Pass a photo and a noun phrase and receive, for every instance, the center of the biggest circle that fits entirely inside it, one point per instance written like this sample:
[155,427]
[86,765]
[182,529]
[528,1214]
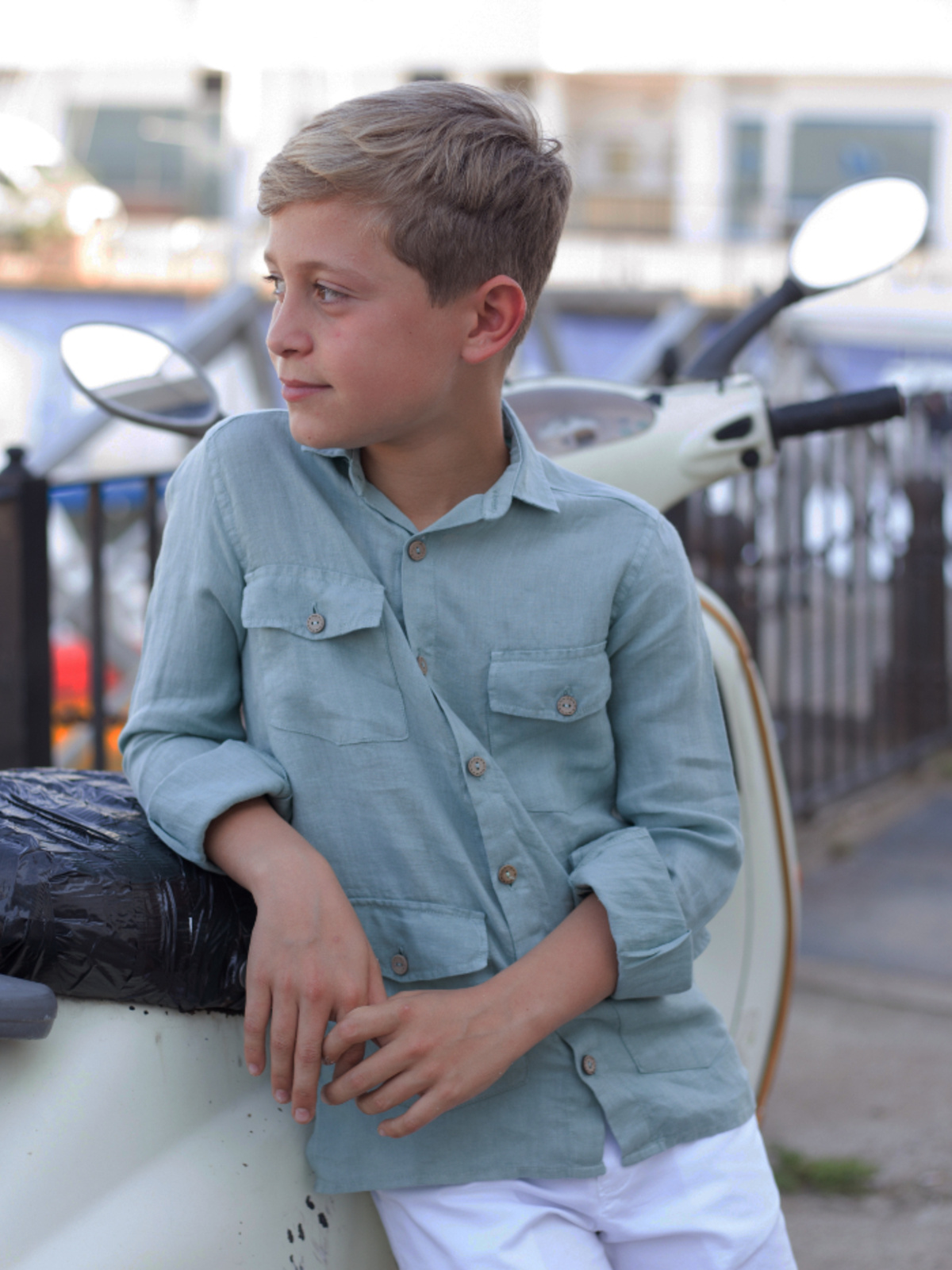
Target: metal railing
[839,567]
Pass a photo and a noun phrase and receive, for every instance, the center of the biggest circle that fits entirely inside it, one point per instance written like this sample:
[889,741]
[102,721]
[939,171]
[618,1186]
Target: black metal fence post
[25,603]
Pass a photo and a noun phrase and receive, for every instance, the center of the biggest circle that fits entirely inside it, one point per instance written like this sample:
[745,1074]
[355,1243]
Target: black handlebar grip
[844,410]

# # # #

● WHAT IS ASKED
Every line is to be duplicated exactly, though pictures stay out.

● SOLUTION
Pass a photo and a noun phrase and receive, for every instance, the center of the biggest circle that fits entirely inside it, one point per instance written like this sample:
[155,427]
[86,765]
[182,529]
[528,1214]
Target: metal railing
[839,567]
Pass a photo and a noun phrase and receive, for every instance, the center of the biggest circle that fits entirely inside it, one point per instance written like this sample:
[889,741]
[102,721]
[939,171]
[618,1186]
Target: black metal fence post
[25,603]
Pass a photo and a noun phrase and receive, for every instance, the center of the biggest circle that fits entirely inside it, one point per instance written like this sample:
[745,1074]
[355,1243]
Target: black handlebar grip
[844,410]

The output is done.